• **REQUIRED TASK A**:
Answer these questions about the passage on Hans Hofmann's painting Lava:
(i) In what year was Lava painted?
(ii) In what year did Hofmann arrive in Paris?
(iii) Which artist does the passage name as foremost among Hofmann's influences?

• **PASSAGE GIVEN**:
----
“Hofmann will go down as a great painter in the class of Pollock, Matisse and Picasso on the strength of his best pictures, such as Lava”
Clement Greenberg

HANS HOFMANN PHOTOGRAPHED IN HIS STUDIO BY ARNOLD NEWMAN IN 1956. PHOTO BY ARNOLD NEWMAN PROPERTIES/GETTY IMAGES. ART © 2024 ESTATE OF HANS HOFMANN / ARTISTS RIGHTS SOCIETY (ARS), NEW YORK
Catalogue for the exhibition Hans Hofmann at the Museum of Modern Art, New York, 1963. ART © 2024 ESTATE OF HANS HOFMANN / ARTISTS RIGHTS SOCIETY (ARS), NEW YORK

A triumph of spectacular hue and gestural force, Lava from 1960 is a masterwork of Hans Hofmann’s revered and enduringly influential oeuvre. Dating to the apogee of his lifetime critical success, two years after retiring from his influential teaching career and devoting himself exclusively to painting, the present work manifests Hofmann’s genius as both a pioneering colorist and preeminent abstractionist. Lava bears an illustrious exhibition history reflecting its significance within the artist’s output, chosen for the cover of the catalogue for his seminal 1963 survey at the Museum of Modern Art (see fig. 1) and later appearing in several of the artist’s most important retrospective exhibitions organized by the Hirshhorn Museum and Sculpture Garden, Washington, D.C.; The Whitney Museum of American Art, New York and the Tate Gallery, London.

The present work (left) exhibited in Hans Hofmann at the Museum of Modern Art, New York, 1963. Digital Image © 2024 The Museum of Modern Art/Licensed by SCALA / Art Resource, NY

Widely acknowledged as the crucial bridge between the School of Paris and Abstract Expressionism, Hofmann was directly connected to the most heralded schools of artistic thought of the twentieth century. Arriving in Paris in 1904, the artist began his career frequenting the storied Café du Dôme in the company of artists such as Pablo Picasso, Georges Braque, Fernand Léger, and Juan Gris. Foremost among Hofmann’s influences was Henri Matisse; Lava bears the legacy of the Fauvist penchant for vivid, concentrated and dissonant tones (see figs. 2 and 3). The present work equally invokes the Cubist construction of space, simultaneously asserting the primacy of the flat picture plane and creating an illusion of three-dimensionality.
----
• **REQUIRED TASK B**:
Swap "boat" for "vessel" throughout the records below, keeping everything else the same, and write them out again without the pictures.
----
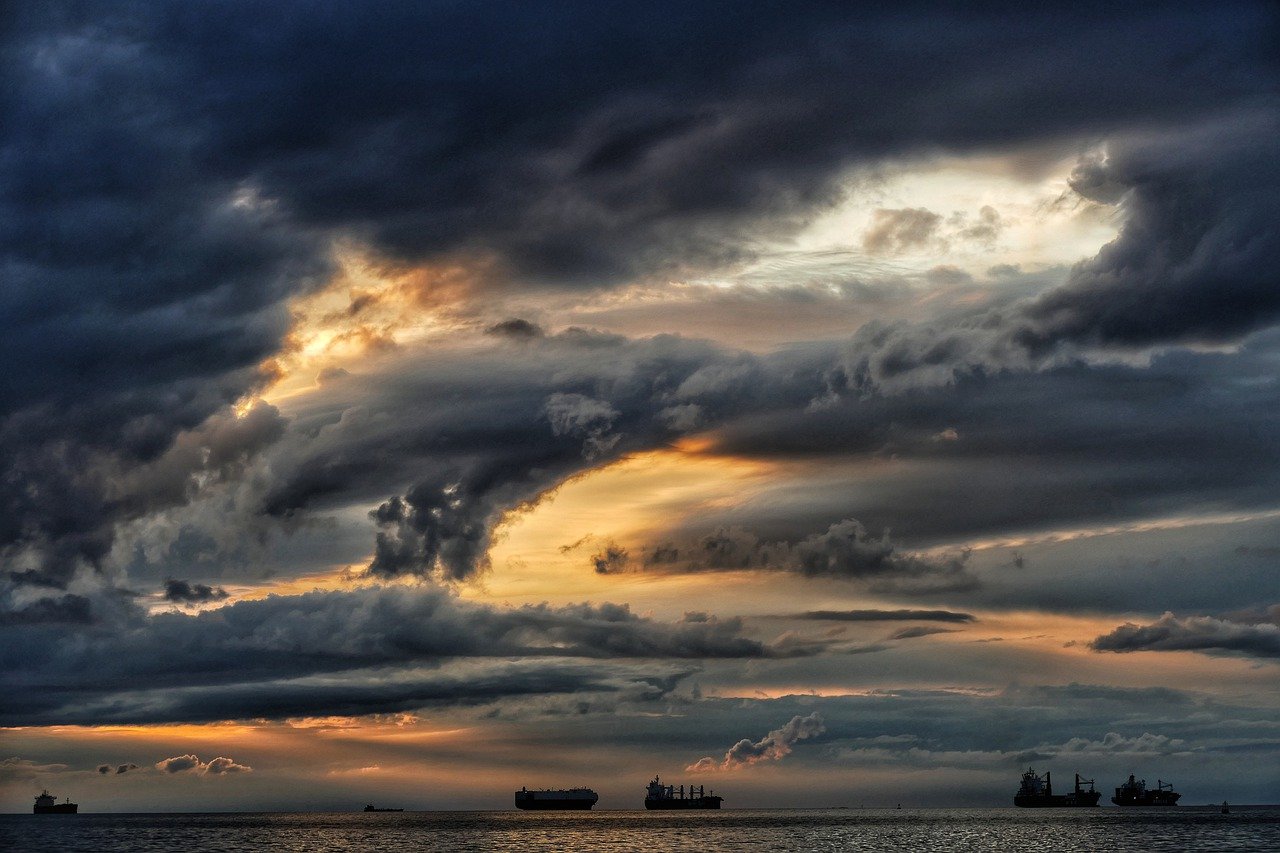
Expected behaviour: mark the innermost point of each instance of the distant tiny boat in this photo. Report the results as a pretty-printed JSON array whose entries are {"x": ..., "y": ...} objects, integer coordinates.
[
  {"x": 48, "y": 804},
  {"x": 1136, "y": 793}
]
----
• **CORRECT RESULT A**:
(i) 1960
(ii) 1904
(iii) Henri Matisse

• **CORRECT RESULT B**:
Expected behaviour: mark the innermost point of each instance of the distant tiny vessel in this photo. Report the results as a pretty-printed JSON array whose entries are {"x": ..., "y": ...} objects, integer coordinates.
[
  {"x": 48, "y": 804},
  {"x": 1136, "y": 793}
]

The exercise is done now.